Fragmento del documento =
------------------------------------------------------------------------

La neuroanarquía, al rechazar estas imposiciones, no solo reivindica la diferencia, sino que la convierte en un acto de desobediencia y autoafirmación.

Otro de los fundamentos filosóficos que sustenta la neuroanarquía es la noción de micropolítica, entendida como las dinámicas de poder que operan en el plano de las relaciones interpersonales y comunitarias. Aunque las comunidades neurodivergentes nacen como espacios de apoyo y resistencia frente a la opresión externa, no están exentas de reproducir jerarquías internas. Figuras de autoridad emergen dentro de estos espacios, definiendo qué formas de neurodivergencia son legítimas y cuáles no. La neuroanarquía, en este sentido, denuncia estas dinámicas y propone la creación de comunidades autogestionadas, donde ninguna experiencia neurodivergente se considere más auténtica que otra. Cabe destacar que la neuroanarquía no busca destruir las comunidades neurodivergentes, sino transformarlas en espacios de verdadera horizontalidad. Al cuestionar las normas y jerarquías, no se pretende deslegitimar la existencia de identidades compartidas, sino ampliar los márgenes de lo posible, permitiendo que cada persona neurodivergente pueda definirse a sí mismo sin estar sujeto a categorías impuestas desde fuera o dentro de la comunidad.


La neuroanarquía, en última instancia, es una filosofía de la diferencia, la autonomía y la disidencia. Se opone a cualquier intento de homogenización, reivindicando la diversidad como un valor en sí mismo. En un mundo donde la normatividad regula incluso las formas de resistencia, la neuroanarquía representa una grieta en el orden establecido, un espacio desde el cual repensar no solo la neurodivergencia, sino también las formas en que se construye el poder y la pertenencia en nuestras sociedades.


La neuroanarquía no es simplemente una postura teórica ni un ejercicio intelectual que queda limitado al plano discursivo. Se manifiesta como una práctica activa de resistencia y disidencia que desafía las estructuras normativas y jerárquicas en las que se inscribe la experiencia neurodivergente. A diferencia de otros enfoques que buscan reconocimiento, adaptación, concienciación o aceptación dentro del orden social existente, la neuroanarquía opera desde el rechazo a la integración como fin último, situándose fuera de los márgenes de la normatividad y proponiendo una reconfiguración radical de las relaciones de poder y pertenencia.


Resistencia: el rechazo a la normalización


En su dimensión de resistencia, la neuroanarquía se enfrenta a la neuronormatividad, es decir, al conjunto de expectativas, reglas y valores que definen qué formas de cognición, percepción, respuesta y comportamiento son aceptadas y cuáles son marginadas o patologizadas. La neuronormatividad impone estándares rígidos de “funcionamiento” mental y también establece jerarquías en torno a las capacidades, habilidades y formas de interacción, comportamiento y comunicación, situándonos a las personas neurodivergentes en posiciones de desventaja estructural.

------------------------------------------------------------------------

Filas proporcionadas =
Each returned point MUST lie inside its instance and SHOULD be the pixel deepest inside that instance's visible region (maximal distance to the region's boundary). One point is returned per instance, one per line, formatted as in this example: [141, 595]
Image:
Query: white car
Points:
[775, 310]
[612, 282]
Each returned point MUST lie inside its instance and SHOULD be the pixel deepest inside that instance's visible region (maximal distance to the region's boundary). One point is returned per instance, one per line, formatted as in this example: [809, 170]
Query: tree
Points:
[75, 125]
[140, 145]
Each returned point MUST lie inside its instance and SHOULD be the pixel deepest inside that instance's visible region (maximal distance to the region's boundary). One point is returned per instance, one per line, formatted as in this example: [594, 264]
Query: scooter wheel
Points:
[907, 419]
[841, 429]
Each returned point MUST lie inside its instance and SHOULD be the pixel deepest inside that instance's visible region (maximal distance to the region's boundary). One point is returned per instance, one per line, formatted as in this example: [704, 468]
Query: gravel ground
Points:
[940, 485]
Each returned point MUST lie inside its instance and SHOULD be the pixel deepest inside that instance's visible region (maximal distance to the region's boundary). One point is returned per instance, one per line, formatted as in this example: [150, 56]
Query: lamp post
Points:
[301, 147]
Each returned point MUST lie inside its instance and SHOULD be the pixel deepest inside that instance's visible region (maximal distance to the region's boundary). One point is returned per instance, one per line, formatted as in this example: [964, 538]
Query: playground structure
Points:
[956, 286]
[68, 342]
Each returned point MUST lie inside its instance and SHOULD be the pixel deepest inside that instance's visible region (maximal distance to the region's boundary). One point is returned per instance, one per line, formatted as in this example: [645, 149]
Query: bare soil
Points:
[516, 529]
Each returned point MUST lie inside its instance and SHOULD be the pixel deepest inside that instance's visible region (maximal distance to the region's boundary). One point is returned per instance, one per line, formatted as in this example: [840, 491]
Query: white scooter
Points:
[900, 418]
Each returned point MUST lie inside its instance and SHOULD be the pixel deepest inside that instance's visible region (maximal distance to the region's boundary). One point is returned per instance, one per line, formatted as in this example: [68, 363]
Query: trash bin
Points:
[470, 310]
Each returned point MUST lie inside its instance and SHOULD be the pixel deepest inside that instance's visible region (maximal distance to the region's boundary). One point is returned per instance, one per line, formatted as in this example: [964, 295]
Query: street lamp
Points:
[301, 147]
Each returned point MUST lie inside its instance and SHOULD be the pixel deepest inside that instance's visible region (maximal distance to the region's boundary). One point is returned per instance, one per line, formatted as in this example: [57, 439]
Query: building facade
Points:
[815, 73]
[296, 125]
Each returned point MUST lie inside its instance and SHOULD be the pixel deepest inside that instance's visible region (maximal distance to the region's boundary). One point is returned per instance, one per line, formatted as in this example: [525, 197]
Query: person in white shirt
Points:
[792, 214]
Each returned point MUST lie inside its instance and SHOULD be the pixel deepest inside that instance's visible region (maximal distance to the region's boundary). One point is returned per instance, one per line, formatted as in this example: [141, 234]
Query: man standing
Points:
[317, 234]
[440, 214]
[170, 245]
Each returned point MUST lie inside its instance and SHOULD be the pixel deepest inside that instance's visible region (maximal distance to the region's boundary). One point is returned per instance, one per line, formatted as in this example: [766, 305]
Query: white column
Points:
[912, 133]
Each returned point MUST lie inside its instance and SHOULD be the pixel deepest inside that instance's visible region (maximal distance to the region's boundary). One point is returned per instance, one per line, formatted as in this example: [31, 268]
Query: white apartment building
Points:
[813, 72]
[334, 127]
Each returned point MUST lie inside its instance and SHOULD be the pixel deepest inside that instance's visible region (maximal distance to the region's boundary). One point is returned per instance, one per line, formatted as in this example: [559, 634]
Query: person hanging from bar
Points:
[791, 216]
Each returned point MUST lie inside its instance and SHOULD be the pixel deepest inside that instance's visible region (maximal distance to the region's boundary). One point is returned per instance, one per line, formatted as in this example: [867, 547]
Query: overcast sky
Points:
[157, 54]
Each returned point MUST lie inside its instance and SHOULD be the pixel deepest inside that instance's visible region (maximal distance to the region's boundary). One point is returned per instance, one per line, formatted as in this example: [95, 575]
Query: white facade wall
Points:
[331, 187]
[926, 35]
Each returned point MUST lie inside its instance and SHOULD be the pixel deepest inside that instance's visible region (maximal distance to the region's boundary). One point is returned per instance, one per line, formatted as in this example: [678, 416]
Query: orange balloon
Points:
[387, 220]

------------------------------------------------------------------------

Instrucciones de trabajo =
**1.** Traduce al inglés esta oración del fragmento sobre la neuroanarquía: "La neuroanarquía, en última instancia, es una filosofía de la diferencia, la autonomía y la disidencia."
**2.** Según el fragmento sobre la neuroanarquía, ¿qué clase de comunidades propone crear la neuroanarquía frente a las jerarquías internas?

Lista de respuestas =
**1.** Neuroanarchy is, ultimately, a philosophy of difference, autonomy, and dissent.

**2.** Comunidades autogestionadas, donde ninguna experiencia neurodivergente se considere más auténtica que otra.